-------- Text excerpt

Auckland will remain in level 3 lockdown for now, and Cabinet will reassess the alert levels on Monday.
Prime Minister Jacinda Ardern made the announcement in today's Covid-19 media briefing, after Cabinet reviewed the matter this morning.
Auckland went into level 3 lockdown and the rest of New Zealand into level 2 at 12pm on Wednesday last week. The restrictions are in place until 11.59pm next Wednesday, but there are suggestions Auckland might come out of level 3 several days earlier. A higher, level 4 lockdown has been ruled out.
Cabinet today also considered the latest health information about the cluster, contact tracing capacity, results from the surge of testing and whether any new cases are existing contacts, or if they're new.
But in today's briefing Ardern said New Zealand needed to "stay the course" and stick with the current levels.
"We are where we are because of the efforts of everyone, but especially Auckland and especially those who have been tested," she said.
Ardern pointed to large shops and workplaces and a number of churches that have since turned out positive Covid-19 test results.
"Imagine how much bigger that cluster and outbreak would be if all of those places hadn't closed ... it could have been enormous.
"I want to say thank you Auckland, you have made a huge difference to our containment efforts."
When Cabinet reassesses the alert levels on Monday, it will consider eight factors. The four key factors are trends in transmission, capacity and capability of contact tracing, the effectiveness of isolation and border controls, and the capacity of the health system to move into different alert levels.
The other factors include the economic impact, the risk to the population, whether people have been following the rules, and the ability to move easily into other levels.
Director general of health Dr Ashley Bloomfield said it was not necessarily the number of new cases each day that affected whether Auckland should move down a level, but rather the pattern of the new cases.
He said all of today's nine cases related to the Auckland cluster were expected cases among people who were already in isolation and who had been identified through contact tracing.
Ardern said future outbreaks might not necessarily mean a move to level 3 or 4, depending on the nature of the case.
She urged Aucklanders to continue sticking to the rules, stay home in their bubbles, and cover their faces when leaving the house.
"Stay the course, short and sharp, hard and early - we've done this before and we can do it again."
"We are the envy of the world. We seem to want to beat ourselves up for every infringement, and as a citizen I find that surprising," Roche told Newstalk ZB's Mike Hosking.
Asked by Hosking why tests on border workers hadn't been happening, as expected, Roche said that was the "very elusive" question.
"Everyone's acknowledged that what they thought was happening, didn't. So there has to be an intervention to remedy that and I'm part of the intervention."
He urged perspective. "A mistake was made, there's a lot of moving parts, a lot of risk. No one goes to work to make a mistake; we shouldn't overstate it. There have been mistakes made. There have been some mis-communications - let's just simplify it, sort it out and move on."

----------------

» **What needs to be done**
Duplicate the passage of the lockdown article from "He said all" to "through contact tracing.". The data below comes from a separate source and is unrelated to the lockdown article.

-------- Listed entries

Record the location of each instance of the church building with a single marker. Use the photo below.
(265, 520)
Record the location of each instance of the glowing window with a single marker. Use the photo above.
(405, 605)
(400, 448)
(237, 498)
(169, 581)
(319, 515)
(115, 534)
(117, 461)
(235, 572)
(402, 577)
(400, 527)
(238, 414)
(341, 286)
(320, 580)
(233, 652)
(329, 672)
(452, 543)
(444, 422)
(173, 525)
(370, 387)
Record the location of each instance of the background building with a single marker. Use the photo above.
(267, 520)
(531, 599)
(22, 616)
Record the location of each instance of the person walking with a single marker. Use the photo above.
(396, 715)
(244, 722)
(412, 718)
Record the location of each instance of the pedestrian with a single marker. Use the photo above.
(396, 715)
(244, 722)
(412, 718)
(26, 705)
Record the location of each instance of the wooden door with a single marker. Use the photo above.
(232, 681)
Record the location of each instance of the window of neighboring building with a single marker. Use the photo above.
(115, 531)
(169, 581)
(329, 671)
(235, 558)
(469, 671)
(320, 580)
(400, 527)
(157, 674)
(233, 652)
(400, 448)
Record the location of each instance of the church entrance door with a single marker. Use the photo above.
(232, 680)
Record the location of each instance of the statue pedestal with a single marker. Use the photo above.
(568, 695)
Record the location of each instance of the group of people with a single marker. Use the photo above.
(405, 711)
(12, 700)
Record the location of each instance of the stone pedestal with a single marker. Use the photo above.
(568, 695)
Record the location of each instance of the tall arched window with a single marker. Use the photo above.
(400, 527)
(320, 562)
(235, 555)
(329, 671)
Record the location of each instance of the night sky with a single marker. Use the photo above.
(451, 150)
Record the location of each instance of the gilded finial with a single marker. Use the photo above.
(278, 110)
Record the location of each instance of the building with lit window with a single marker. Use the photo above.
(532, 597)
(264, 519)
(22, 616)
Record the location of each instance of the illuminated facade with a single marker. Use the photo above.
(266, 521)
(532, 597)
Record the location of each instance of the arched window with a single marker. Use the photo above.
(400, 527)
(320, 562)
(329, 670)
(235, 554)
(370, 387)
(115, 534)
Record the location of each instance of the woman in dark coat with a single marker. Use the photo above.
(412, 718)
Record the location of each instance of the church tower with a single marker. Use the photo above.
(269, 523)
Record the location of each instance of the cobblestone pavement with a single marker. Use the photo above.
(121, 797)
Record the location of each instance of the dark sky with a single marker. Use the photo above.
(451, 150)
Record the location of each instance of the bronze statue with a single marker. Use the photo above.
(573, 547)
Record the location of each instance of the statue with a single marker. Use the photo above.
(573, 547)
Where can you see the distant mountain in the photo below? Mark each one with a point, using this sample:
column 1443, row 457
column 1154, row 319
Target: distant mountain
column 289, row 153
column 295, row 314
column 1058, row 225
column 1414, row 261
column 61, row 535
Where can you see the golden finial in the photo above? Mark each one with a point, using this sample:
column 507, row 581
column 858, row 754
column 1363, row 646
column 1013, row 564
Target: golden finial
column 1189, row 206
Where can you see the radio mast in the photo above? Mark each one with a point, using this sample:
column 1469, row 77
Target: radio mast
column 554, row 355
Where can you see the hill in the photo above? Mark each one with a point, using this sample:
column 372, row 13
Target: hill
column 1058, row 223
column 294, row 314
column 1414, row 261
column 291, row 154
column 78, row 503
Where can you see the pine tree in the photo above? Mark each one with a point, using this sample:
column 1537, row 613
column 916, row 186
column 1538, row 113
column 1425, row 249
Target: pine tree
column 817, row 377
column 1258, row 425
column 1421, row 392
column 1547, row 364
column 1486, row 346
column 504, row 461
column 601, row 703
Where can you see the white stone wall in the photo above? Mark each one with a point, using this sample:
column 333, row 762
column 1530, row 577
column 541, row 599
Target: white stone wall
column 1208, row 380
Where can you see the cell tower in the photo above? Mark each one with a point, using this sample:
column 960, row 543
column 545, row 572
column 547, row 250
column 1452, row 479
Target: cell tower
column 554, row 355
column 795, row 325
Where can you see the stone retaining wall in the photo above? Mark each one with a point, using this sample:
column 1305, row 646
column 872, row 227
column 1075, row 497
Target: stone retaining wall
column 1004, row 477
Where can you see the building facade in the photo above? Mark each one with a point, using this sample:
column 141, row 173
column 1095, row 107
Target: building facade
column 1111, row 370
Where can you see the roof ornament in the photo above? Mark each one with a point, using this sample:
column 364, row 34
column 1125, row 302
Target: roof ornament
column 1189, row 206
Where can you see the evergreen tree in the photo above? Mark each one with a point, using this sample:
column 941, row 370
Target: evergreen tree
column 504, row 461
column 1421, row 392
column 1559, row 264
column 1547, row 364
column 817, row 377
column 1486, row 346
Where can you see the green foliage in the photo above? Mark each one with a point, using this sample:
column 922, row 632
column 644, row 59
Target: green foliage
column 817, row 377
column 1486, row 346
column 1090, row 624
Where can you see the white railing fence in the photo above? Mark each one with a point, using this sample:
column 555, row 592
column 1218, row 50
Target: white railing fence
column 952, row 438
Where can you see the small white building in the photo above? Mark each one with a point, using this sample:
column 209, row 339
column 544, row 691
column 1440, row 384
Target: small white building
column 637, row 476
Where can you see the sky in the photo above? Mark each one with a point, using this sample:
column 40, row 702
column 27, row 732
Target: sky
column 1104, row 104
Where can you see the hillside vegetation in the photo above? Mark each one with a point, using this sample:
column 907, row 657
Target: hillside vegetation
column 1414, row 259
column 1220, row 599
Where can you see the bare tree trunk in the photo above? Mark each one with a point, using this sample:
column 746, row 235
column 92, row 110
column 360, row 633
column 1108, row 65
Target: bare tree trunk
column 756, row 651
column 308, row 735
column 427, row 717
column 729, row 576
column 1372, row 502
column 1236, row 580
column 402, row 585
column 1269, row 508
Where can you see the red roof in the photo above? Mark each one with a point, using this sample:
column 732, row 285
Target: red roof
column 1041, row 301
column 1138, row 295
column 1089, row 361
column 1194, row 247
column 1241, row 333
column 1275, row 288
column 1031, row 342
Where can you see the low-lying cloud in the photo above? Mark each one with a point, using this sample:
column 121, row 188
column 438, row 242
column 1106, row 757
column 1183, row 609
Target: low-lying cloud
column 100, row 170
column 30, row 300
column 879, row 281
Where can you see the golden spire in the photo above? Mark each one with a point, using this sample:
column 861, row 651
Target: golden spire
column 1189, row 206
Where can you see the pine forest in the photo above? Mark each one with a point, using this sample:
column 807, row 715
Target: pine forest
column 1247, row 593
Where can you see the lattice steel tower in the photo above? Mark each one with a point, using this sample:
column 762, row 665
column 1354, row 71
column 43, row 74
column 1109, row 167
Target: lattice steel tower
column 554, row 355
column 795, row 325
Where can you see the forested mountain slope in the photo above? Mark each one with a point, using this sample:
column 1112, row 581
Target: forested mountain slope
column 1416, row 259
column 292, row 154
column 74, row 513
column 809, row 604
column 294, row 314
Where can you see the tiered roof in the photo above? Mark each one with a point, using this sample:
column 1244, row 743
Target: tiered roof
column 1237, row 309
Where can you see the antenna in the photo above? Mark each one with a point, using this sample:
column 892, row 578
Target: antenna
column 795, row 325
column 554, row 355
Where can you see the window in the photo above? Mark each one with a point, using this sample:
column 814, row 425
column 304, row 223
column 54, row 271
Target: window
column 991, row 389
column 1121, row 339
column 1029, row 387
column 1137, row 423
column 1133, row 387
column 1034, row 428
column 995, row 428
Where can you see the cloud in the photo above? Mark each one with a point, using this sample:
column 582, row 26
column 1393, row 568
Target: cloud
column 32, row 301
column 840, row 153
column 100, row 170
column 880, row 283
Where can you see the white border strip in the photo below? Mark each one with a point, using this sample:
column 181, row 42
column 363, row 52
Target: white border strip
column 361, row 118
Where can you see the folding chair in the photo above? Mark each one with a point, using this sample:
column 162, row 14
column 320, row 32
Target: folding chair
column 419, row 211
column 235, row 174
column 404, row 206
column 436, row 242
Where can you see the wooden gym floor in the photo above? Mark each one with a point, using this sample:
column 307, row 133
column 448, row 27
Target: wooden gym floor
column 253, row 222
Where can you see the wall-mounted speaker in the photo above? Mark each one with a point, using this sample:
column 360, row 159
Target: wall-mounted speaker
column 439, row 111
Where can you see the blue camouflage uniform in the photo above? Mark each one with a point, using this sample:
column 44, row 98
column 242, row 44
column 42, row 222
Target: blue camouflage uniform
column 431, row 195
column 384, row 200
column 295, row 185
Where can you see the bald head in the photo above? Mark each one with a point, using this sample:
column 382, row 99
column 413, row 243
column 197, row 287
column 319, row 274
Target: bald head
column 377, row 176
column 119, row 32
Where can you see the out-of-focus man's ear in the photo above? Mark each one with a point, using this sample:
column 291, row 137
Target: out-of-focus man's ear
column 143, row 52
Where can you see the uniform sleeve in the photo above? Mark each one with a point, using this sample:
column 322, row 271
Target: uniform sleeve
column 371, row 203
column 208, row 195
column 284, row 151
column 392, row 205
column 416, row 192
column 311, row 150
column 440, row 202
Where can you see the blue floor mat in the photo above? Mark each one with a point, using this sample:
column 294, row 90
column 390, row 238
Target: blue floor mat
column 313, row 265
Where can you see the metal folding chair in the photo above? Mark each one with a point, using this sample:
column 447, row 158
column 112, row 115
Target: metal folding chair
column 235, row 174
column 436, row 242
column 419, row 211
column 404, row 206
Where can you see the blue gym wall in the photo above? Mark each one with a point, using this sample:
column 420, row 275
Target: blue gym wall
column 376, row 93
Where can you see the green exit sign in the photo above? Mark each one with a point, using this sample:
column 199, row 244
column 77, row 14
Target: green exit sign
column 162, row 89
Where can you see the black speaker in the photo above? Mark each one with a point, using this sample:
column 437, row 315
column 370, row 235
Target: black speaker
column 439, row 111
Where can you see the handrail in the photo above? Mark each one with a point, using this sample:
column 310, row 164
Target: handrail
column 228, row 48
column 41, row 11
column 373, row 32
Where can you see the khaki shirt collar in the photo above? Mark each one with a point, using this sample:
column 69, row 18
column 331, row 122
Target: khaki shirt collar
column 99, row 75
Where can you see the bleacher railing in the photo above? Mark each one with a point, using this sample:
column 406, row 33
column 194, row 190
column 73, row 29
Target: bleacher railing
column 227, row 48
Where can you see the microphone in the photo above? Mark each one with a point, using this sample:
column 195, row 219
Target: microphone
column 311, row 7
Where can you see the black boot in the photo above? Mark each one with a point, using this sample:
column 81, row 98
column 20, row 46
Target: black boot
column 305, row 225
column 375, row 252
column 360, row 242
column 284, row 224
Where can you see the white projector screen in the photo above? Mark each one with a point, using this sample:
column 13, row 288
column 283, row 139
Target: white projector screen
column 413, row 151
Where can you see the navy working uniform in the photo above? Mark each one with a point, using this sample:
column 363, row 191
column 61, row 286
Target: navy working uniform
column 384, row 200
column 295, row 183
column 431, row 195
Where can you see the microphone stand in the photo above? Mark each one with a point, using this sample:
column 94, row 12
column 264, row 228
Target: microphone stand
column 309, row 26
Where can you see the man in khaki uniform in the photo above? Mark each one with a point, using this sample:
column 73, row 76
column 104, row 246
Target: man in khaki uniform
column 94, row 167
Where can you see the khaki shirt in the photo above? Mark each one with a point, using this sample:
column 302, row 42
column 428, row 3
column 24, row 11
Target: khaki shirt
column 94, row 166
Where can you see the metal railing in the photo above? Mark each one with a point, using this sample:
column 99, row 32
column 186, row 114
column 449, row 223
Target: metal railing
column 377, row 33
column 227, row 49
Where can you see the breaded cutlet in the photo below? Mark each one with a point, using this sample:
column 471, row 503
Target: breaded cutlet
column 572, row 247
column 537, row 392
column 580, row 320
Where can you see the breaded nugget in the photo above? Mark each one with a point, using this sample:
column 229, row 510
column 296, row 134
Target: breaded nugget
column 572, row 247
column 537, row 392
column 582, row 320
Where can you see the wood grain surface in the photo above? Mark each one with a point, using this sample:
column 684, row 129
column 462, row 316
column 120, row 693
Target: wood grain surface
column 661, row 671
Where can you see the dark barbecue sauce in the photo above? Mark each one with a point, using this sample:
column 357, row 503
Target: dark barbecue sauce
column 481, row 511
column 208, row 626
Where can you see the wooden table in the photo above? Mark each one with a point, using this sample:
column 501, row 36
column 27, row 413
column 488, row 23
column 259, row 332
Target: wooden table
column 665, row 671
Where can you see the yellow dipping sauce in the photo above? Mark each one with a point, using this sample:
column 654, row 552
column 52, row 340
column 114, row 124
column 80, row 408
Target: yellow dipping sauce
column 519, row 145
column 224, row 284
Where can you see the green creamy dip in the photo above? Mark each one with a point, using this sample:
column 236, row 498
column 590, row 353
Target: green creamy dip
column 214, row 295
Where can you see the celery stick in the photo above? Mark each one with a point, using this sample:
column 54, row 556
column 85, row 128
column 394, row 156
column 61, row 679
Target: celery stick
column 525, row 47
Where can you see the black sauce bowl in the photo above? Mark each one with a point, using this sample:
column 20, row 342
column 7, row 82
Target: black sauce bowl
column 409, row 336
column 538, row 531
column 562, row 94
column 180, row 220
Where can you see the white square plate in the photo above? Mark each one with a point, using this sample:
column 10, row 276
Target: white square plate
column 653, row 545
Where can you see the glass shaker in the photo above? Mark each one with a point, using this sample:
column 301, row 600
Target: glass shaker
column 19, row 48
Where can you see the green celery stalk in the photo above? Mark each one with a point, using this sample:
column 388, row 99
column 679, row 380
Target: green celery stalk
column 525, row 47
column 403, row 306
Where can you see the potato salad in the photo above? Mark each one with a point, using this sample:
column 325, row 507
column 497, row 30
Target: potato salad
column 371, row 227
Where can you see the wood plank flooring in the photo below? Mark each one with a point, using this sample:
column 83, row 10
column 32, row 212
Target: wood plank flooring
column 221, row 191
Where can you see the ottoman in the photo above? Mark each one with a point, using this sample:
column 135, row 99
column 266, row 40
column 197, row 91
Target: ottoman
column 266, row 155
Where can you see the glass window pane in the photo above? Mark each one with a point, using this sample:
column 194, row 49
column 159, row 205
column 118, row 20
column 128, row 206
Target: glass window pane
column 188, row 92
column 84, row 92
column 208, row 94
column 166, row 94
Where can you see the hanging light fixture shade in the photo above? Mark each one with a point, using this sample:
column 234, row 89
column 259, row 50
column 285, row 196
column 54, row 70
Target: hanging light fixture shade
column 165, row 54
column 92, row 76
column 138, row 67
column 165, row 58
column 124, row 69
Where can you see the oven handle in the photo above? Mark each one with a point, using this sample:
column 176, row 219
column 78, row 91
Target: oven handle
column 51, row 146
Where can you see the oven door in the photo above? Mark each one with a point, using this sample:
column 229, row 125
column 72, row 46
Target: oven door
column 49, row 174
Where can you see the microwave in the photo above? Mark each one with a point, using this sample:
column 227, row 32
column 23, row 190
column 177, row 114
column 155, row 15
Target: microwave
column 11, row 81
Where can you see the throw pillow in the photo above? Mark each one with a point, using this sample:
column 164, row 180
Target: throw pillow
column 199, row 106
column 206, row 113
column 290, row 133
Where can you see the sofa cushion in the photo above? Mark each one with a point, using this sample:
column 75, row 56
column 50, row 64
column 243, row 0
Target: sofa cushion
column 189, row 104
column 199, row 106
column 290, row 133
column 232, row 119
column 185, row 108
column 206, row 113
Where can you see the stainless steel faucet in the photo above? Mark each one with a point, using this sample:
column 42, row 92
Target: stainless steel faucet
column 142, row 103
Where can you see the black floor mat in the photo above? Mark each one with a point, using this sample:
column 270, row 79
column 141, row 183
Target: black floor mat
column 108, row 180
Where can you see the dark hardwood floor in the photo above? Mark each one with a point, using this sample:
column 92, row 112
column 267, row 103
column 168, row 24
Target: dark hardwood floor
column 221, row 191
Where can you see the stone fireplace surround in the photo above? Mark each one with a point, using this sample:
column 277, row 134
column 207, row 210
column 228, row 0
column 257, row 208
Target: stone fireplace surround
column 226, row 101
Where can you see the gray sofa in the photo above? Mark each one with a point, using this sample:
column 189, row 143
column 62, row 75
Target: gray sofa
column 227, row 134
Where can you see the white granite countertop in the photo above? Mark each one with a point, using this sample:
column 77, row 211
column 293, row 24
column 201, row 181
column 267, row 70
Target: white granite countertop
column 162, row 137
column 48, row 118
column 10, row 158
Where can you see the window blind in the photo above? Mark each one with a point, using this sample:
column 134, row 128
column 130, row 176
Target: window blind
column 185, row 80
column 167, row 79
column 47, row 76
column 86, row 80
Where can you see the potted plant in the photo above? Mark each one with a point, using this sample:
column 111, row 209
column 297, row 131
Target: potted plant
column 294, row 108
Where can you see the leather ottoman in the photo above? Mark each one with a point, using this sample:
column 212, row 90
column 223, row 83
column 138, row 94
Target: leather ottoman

----------------

» **Solution to this task**
He said all of today's nine cases related to the Auckland cluster were expected cases among people who were already in isolation and who had been identified through contact tracing.